Start of DATA TO PROCESS

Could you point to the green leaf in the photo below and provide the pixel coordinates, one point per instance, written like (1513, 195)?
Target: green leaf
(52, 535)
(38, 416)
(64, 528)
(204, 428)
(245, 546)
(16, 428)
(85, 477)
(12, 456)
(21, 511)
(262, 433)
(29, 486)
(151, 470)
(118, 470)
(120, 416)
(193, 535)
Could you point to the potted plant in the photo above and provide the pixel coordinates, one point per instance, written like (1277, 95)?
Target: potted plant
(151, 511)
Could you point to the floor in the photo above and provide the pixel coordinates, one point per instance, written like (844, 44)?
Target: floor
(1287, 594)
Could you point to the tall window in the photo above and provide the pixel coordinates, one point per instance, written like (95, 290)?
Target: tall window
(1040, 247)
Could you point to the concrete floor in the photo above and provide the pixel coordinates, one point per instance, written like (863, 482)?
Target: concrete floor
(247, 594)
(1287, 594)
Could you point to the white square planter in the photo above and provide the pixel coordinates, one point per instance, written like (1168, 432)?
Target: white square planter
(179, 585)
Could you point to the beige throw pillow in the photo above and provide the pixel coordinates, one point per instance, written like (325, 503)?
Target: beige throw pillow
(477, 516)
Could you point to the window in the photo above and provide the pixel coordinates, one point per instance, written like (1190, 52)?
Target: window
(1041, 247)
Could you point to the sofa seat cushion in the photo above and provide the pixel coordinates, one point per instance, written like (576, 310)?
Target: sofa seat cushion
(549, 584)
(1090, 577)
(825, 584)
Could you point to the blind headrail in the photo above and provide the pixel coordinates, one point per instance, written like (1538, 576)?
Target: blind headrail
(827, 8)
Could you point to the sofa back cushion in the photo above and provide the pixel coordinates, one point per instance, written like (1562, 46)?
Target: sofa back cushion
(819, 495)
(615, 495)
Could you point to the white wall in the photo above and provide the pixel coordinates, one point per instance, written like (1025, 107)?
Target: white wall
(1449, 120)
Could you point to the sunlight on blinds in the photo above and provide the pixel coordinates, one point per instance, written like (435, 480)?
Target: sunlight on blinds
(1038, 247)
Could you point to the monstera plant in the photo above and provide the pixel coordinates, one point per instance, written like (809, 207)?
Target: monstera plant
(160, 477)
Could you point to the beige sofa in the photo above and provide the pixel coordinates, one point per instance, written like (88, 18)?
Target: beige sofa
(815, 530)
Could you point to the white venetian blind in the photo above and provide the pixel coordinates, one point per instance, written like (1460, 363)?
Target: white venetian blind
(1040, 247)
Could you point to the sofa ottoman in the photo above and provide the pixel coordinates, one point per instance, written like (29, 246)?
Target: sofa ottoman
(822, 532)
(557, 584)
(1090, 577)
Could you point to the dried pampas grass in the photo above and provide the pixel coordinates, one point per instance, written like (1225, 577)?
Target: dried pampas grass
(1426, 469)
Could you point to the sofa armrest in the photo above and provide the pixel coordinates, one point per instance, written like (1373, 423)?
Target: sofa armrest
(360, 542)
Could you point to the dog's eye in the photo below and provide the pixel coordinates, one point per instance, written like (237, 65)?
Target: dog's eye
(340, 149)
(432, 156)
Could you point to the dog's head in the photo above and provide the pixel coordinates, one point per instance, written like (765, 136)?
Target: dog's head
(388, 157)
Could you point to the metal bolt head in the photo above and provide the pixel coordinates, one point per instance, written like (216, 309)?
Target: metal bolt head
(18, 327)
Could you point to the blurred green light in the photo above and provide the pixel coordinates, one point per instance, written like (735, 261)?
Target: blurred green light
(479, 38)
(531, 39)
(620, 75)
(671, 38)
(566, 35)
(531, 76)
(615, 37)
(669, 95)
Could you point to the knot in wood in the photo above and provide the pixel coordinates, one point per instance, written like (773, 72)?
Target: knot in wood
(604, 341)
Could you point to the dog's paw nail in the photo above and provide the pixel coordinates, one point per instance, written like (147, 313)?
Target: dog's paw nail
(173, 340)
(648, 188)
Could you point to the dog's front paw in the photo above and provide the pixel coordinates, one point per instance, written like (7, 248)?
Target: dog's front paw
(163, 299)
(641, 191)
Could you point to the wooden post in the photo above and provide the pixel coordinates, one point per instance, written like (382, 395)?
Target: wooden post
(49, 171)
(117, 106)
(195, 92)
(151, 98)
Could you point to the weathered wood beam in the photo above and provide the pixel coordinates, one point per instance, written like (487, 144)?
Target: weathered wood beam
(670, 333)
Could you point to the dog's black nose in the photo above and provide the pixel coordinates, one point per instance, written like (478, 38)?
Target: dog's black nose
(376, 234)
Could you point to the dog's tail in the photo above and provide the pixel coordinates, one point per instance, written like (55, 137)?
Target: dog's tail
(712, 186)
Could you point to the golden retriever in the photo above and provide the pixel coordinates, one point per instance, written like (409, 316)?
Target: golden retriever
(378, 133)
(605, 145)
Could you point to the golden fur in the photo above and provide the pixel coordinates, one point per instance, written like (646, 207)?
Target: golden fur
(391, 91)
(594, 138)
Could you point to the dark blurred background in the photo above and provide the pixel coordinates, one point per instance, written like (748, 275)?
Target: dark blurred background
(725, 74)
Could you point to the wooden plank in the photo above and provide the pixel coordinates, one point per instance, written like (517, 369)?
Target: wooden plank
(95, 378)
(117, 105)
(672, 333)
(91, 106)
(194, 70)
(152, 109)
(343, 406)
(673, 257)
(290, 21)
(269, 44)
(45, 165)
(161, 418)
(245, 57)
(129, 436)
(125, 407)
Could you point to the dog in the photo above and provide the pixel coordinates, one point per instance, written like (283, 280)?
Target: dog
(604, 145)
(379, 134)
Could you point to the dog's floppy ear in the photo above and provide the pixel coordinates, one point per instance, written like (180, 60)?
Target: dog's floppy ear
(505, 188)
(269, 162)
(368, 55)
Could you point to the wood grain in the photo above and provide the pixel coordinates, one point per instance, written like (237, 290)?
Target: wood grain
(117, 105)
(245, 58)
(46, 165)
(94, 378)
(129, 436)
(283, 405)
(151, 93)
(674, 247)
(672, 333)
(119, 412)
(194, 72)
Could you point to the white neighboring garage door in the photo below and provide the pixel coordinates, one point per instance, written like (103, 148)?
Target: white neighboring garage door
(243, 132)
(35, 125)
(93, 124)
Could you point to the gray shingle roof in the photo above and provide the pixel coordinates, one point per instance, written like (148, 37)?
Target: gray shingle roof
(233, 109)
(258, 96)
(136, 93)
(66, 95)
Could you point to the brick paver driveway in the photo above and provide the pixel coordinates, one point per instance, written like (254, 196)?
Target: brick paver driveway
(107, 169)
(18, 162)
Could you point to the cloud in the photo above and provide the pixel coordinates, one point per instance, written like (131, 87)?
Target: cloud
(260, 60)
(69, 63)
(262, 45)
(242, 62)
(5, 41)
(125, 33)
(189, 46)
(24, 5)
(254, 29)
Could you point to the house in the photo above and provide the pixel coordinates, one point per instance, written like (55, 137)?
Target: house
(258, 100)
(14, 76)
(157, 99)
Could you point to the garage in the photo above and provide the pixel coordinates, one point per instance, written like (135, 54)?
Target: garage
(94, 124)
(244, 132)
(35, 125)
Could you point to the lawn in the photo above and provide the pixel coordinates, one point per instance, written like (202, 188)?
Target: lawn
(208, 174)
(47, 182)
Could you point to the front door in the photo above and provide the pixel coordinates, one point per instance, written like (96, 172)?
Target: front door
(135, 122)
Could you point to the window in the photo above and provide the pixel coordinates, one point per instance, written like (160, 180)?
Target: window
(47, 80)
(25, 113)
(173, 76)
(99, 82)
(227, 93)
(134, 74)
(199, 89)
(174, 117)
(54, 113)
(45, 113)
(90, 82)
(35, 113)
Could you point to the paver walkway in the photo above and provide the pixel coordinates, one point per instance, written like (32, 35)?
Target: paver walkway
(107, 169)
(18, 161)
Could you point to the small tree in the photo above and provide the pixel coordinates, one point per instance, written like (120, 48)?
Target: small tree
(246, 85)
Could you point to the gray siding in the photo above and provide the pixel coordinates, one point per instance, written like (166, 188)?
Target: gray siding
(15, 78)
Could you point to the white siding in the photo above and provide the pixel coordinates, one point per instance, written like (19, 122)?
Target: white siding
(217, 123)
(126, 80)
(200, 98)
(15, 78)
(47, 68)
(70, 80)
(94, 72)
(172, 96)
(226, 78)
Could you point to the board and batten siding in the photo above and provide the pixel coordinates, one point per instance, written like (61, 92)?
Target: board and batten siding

End of DATA TO PROCESS

DIRECTIONS FOR THIS TASK: The count alone is needed: how many lines of these entries contain the word "board"?

OUTPUT OF THE TASK: 2